-- Request --
Put every line of the listing below into a JSON list of strings, one string per line, leaving out blank lines.

[Collection entries]
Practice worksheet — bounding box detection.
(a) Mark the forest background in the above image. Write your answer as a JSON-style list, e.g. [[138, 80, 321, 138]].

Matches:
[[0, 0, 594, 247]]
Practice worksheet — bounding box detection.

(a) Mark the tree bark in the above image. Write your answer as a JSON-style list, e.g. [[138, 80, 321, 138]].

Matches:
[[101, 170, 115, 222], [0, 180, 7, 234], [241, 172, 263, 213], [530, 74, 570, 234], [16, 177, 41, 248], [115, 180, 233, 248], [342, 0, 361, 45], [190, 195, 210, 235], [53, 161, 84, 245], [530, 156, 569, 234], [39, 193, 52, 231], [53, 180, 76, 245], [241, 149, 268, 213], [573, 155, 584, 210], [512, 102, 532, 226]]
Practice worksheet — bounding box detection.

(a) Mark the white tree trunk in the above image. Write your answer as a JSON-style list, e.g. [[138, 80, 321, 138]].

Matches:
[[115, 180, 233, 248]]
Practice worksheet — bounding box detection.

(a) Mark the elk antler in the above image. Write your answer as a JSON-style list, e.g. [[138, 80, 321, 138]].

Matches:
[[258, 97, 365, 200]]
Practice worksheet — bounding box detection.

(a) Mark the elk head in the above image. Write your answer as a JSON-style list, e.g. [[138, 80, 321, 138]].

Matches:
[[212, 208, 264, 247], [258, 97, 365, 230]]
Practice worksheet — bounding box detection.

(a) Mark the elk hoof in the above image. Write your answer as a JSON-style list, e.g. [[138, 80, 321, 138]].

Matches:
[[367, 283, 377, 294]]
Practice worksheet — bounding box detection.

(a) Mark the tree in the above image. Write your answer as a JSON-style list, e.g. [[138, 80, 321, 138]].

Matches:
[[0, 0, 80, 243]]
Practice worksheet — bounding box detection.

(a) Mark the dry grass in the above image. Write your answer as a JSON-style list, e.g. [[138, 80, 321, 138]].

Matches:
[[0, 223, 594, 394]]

-- Right answer --
[
  "Practice worksheet — bounding box detection.",
  "(a) Mark the forest background in the above image. Write your answer as a JSON-style list, e.g. [[138, 80, 321, 138]].",
  "Matches:",
  "[[0, 0, 594, 247]]",
  "Practice worksheet — bounding box detection.",
  "(a) Mark the tree bark in the above image. Write your answer as a JSON-style list, e.g. [[138, 80, 321, 138]].",
  "Matches:",
  "[[101, 170, 115, 222], [0, 180, 7, 234], [241, 172, 263, 213], [530, 74, 570, 234], [16, 177, 41, 248], [115, 180, 233, 248], [342, 0, 361, 45], [190, 195, 210, 235], [53, 161, 84, 245], [530, 156, 569, 234], [39, 193, 52, 231], [53, 180, 76, 245], [241, 149, 268, 213], [573, 155, 584, 210], [512, 102, 532, 226]]",
  "Practice worksheet — bounding box detection.",
  "(a) Mark the white tree trunk in the above image. Write your answer as a JSON-style list, e.g. [[138, 80, 321, 138]].",
  "Matches:",
  "[[115, 180, 233, 248]]",
  "Practice worksheet — bounding box detection.",
  "(a) Mark the elk antler in the above image. Write your answer as a JSON-style list, e.g. [[138, 80, 321, 138]].",
  "Matches:",
  "[[258, 97, 365, 200]]",
  "Practice worksheet — bounding box detection.",
  "(a) Mark the elk head in the above image. Write your answer as a JSON-style list, e.g. [[138, 80, 321, 138]].",
  "Matches:",
  "[[212, 208, 264, 247], [258, 97, 365, 230]]",
  "Practice worksheet — bounding box detection.",
  "(a) Mark the elk hoof in the above image. Write your answer as a JSON-style list, e.g. [[138, 80, 321, 138]].",
  "Matches:",
  "[[367, 283, 377, 294]]",
  "Practice worksheet — bounding box detection.",
  "(a) Mark the tree in the above image. Write your answer as a JSON-style list, e.g. [[138, 80, 321, 138]].",
  "Matches:",
  "[[0, 0, 80, 243]]",
  "Practice worksheet — bounding box detection.",
  "(a) Mark the dry grass in the above image. Write your answer as a JSON-style list, e.g. [[138, 80, 321, 138]].",
  "Matches:",
  "[[0, 223, 594, 394]]"
]